## WRITTEN REQUEST
In the material below, convert the lines from the line containing "Task: where can the tactical" up to and including the line containing "x=86, y=471" into a Markdown table with the columns "Row" and "Text", omitting blank lines.

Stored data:
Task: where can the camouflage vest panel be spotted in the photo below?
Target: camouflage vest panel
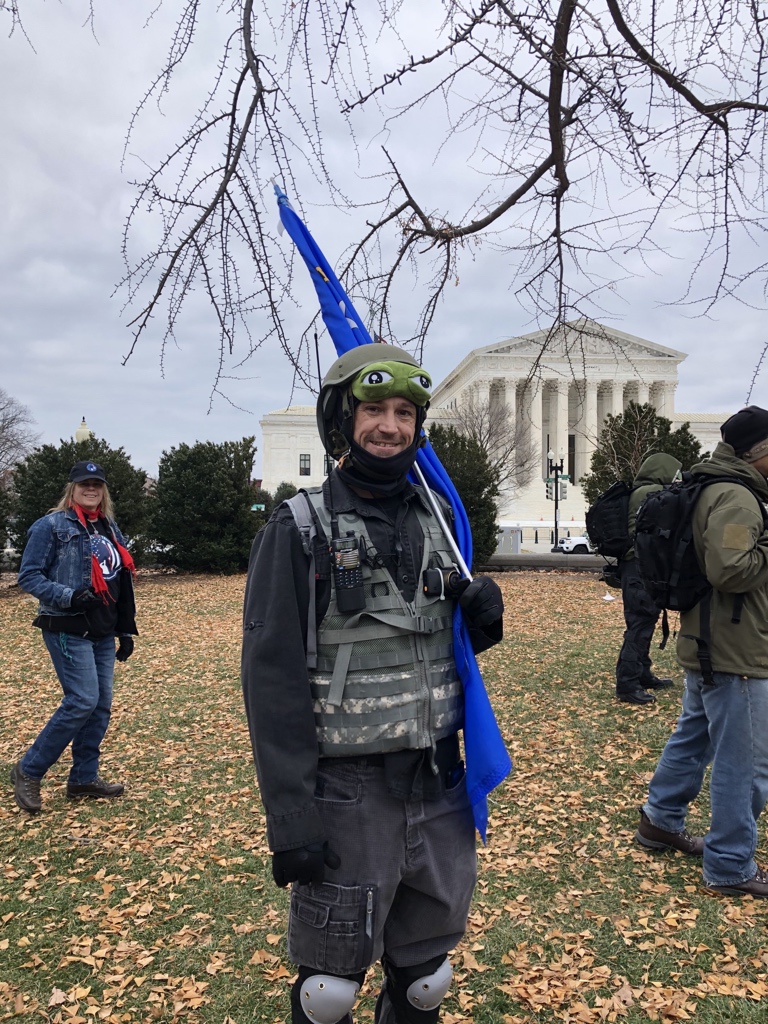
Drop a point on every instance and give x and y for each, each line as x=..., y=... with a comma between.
x=386, y=677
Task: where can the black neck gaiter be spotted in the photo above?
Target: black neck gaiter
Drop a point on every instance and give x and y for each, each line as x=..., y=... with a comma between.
x=383, y=477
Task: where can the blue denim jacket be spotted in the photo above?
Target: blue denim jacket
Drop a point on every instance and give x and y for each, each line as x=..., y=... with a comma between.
x=56, y=560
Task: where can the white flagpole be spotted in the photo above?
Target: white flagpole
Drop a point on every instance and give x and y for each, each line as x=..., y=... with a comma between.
x=441, y=519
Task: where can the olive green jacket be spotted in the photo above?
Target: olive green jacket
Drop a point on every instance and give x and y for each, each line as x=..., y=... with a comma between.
x=653, y=473
x=732, y=550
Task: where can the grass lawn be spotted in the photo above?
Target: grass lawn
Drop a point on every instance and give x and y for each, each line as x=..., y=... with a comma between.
x=160, y=906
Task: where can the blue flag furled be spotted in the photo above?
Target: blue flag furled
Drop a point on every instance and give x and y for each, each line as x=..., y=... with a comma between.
x=486, y=757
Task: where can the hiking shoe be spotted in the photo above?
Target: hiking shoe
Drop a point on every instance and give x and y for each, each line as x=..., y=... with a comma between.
x=756, y=886
x=654, y=683
x=96, y=787
x=26, y=790
x=638, y=695
x=653, y=838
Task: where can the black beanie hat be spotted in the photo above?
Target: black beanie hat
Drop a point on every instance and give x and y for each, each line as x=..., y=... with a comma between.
x=745, y=428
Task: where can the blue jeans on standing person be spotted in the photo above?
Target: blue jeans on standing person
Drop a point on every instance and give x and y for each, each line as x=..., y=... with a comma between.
x=726, y=723
x=85, y=669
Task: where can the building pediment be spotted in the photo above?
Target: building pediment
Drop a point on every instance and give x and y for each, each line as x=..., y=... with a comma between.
x=580, y=340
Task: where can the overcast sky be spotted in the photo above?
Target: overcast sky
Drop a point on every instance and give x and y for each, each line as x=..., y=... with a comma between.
x=62, y=123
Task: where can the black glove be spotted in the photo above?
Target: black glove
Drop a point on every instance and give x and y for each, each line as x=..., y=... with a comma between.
x=305, y=865
x=125, y=648
x=84, y=598
x=482, y=601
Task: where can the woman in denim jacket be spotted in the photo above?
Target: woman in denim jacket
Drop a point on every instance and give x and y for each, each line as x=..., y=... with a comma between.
x=76, y=564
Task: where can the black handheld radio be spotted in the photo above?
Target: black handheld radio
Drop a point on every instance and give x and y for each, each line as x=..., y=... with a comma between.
x=345, y=562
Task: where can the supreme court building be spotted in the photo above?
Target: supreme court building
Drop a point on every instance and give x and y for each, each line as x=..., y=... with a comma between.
x=557, y=391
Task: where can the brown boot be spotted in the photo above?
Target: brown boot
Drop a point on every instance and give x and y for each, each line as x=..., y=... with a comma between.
x=96, y=787
x=26, y=790
x=653, y=838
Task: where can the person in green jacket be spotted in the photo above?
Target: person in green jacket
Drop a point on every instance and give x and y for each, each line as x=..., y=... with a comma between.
x=634, y=673
x=723, y=722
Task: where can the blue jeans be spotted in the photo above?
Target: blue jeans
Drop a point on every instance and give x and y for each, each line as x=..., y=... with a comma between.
x=85, y=669
x=726, y=724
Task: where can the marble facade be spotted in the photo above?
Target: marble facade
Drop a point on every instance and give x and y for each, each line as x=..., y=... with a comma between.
x=557, y=390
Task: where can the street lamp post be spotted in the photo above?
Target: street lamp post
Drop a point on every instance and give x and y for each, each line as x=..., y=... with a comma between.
x=555, y=471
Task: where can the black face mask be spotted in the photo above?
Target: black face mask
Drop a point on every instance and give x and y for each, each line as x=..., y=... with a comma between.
x=382, y=477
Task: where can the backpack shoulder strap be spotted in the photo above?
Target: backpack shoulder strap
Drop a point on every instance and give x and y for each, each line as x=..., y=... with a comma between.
x=306, y=522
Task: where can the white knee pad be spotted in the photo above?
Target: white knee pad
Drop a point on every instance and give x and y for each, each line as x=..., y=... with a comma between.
x=326, y=999
x=429, y=991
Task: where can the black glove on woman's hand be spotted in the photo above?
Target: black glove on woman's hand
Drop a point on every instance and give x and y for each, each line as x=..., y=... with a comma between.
x=125, y=648
x=482, y=601
x=305, y=864
x=84, y=598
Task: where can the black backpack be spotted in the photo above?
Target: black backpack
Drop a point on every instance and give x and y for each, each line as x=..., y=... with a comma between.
x=607, y=521
x=666, y=556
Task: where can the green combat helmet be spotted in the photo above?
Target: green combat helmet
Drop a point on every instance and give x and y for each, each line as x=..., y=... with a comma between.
x=368, y=373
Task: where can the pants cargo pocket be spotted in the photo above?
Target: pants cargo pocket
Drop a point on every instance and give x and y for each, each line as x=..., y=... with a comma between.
x=332, y=928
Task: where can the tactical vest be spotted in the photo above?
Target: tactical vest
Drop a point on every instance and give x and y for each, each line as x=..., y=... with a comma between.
x=383, y=678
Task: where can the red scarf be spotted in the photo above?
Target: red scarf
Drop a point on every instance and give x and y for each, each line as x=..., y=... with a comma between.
x=97, y=578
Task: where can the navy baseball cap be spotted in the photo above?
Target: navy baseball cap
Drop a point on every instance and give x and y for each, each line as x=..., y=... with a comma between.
x=86, y=471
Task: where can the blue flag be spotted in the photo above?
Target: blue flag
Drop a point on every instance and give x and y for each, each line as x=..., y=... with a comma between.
x=486, y=757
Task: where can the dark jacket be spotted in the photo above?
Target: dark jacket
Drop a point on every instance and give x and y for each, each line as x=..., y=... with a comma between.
x=732, y=550
x=275, y=683
x=656, y=470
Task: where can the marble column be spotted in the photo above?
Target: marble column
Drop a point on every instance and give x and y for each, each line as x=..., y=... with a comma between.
x=664, y=397
x=558, y=418
x=530, y=423
x=586, y=429
x=615, y=400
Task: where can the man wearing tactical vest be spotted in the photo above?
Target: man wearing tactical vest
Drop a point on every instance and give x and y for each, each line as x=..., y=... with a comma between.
x=724, y=721
x=634, y=672
x=354, y=705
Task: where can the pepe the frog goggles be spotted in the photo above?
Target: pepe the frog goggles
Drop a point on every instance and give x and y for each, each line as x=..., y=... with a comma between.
x=390, y=379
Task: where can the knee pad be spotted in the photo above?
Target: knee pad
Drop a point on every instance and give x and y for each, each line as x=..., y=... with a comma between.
x=326, y=998
x=416, y=992
x=428, y=991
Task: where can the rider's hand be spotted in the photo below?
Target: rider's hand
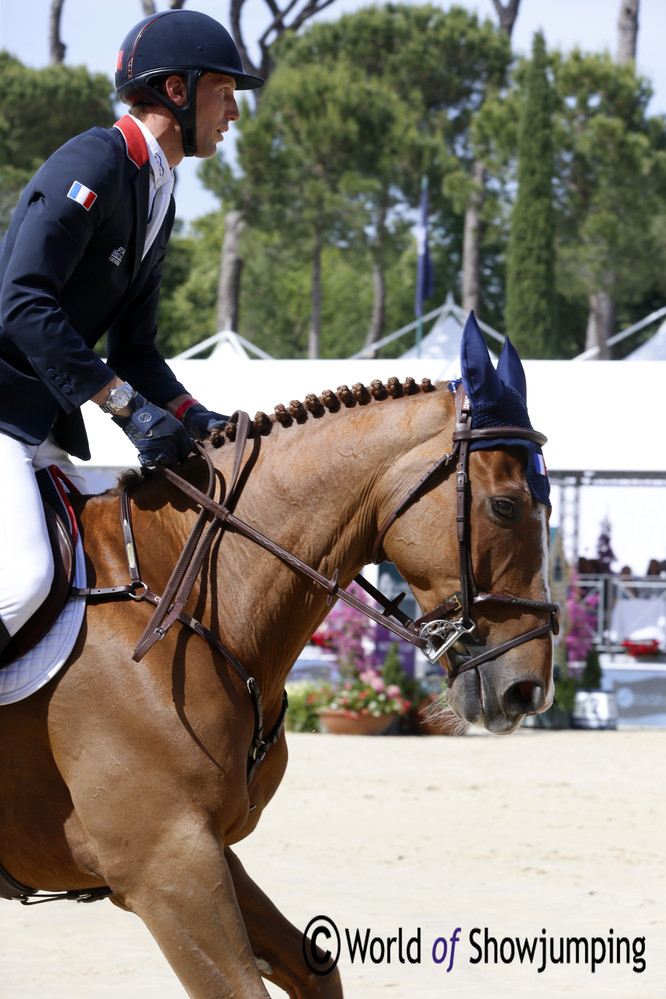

## RESPONSE TO THE TASK
| Row | Text |
|---|---|
| 1 | Task: where can the tactical vest be spotted in the photo above? |
| 2 | Target: tactical vest |
| 3 | Drop a point on every instance and give x and y for each, each line as x=..., y=... with a comma between. |
| 4 | x=383, y=678 |
| 5 | Task: where can the red scarf be spotted in the photo above? |
| 6 | Target: red scarf |
| 7 | Drop a point on every instance and give x and y for each, each line as x=..., y=... with a comma between. |
| 8 | x=97, y=578 |
| 9 | Task: where can the navy baseball cap be spotted in the photo above? |
| 10 | Target: navy baseball cap |
| 11 | Drop a point on every instance and give x and y for each, each line as x=..., y=... with a comma between. |
| 12 | x=86, y=471 |